[START OF DATA EXCERPTS]

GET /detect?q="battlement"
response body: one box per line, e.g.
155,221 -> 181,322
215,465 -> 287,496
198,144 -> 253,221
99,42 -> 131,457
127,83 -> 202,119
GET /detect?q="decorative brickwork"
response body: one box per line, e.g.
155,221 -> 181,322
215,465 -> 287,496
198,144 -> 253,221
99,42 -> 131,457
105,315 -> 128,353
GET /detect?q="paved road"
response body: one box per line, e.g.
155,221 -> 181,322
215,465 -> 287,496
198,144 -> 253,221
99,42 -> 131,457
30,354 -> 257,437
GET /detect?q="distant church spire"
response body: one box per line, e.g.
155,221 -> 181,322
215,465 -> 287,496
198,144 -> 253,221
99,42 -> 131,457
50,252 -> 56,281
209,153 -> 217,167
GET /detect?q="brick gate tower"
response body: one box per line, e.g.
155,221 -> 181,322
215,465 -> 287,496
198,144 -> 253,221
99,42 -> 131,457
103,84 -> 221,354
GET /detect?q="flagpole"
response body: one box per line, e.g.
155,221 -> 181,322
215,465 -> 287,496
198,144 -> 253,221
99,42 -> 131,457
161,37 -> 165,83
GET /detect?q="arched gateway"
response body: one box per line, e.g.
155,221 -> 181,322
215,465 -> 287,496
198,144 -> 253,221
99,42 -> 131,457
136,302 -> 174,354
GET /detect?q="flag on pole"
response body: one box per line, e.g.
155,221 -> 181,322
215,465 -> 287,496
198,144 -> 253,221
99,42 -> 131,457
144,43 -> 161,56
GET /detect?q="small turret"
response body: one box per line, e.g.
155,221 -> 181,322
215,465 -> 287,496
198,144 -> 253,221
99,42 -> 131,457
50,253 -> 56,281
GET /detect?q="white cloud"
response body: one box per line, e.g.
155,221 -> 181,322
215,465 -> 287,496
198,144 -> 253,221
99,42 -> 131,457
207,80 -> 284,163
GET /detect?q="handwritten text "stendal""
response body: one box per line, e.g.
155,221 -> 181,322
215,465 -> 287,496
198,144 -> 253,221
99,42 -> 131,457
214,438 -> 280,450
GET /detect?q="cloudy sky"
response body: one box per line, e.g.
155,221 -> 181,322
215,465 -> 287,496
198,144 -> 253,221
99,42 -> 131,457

[END OF DATA EXCERPTS]

Reproduce all of the records, substituting "reply payload" for every occurrence of "response body" and leaving everything else unchanged.

» SOLUTION FOR THIS PROBLEM:
GET /detect?q="battlement"
reply payload: one box per line, e.g.
155,221 -> 181,322
215,465 -> 287,496
198,144 -> 253,221
99,42 -> 131,457
127,83 -> 202,119
GET /detect?q="decorative brickwork"
reply payload: one box per line, e.g.
155,221 -> 181,322
215,465 -> 287,496
198,144 -> 253,221
99,42 -> 131,457
105,315 -> 128,353
GET /detect?q="paved road"
reply payload: one box per line, e.g.
155,221 -> 181,322
215,465 -> 287,496
198,144 -> 253,221
99,42 -> 131,457
30,354 -> 257,437
GET /detect?q="distant church spire"
reply payload: one box per line, e.g.
155,221 -> 181,322
215,465 -> 287,496
198,144 -> 253,221
99,42 -> 131,457
50,252 -> 56,281
209,153 -> 217,167
GET /detect?q="brick gate tower"
reply payload: one box per line, e.g.
155,221 -> 181,322
215,465 -> 287,496
198,144 -> 253,221
99,42 -> 131,457
103,84 -> 221,354
GET /detect?q="flagpole"
reply payload: one box per line, e.g.
155,221 -> 181,322
215,465 -> 287,496
198,144 -> 253,221
99,42 -> 131,457
161,37 -> 165,83
GET /detect?q="arched gateway"
reply payload: one box per line, e.g.
155,221 -> 181,322
215,465 -> 287,496
198,144 -> 253,221
99,42 -> 131,457
136,302 -> 174,354
GET /detect?q="flag on pole"
reply payload: one box per line, e.g.
155,221 -> 181,322
215,465 -> 287,496
198,144 -> 253,221
99,42 -> 131,457
144,43 -> 161,56
GET /detect?q="small turret"
reply payload: one box per line, e.g.
155,221 -> 181,322
215,465 -> 287,496
198,144 -> 253,221
99,42 -> 131,457
50,253 -> 56,281
GET /detect?q="white cloud"
reply payload: one box per line, e.g.
155,221 -> 181,322
215,465 -> 287,496
198,144 -> 253,221
99,42 -> 131,457
207,80 -> 284,163
GET /detect?q="handwritten text "stendal""
reply payload: one box per line, e.g.
155,221 -> 181,322
215,465 -> 287,496
198,144 -> 253,221
99,42 -> 131,457
214,438 -> 280,450
GET /detect?q="cloudy sky"
reply payload: one box per line, e.g.
155,221 -> 181,322
215,465 -> 287,496
198,144 -> 253,221
99,42 -> 131,457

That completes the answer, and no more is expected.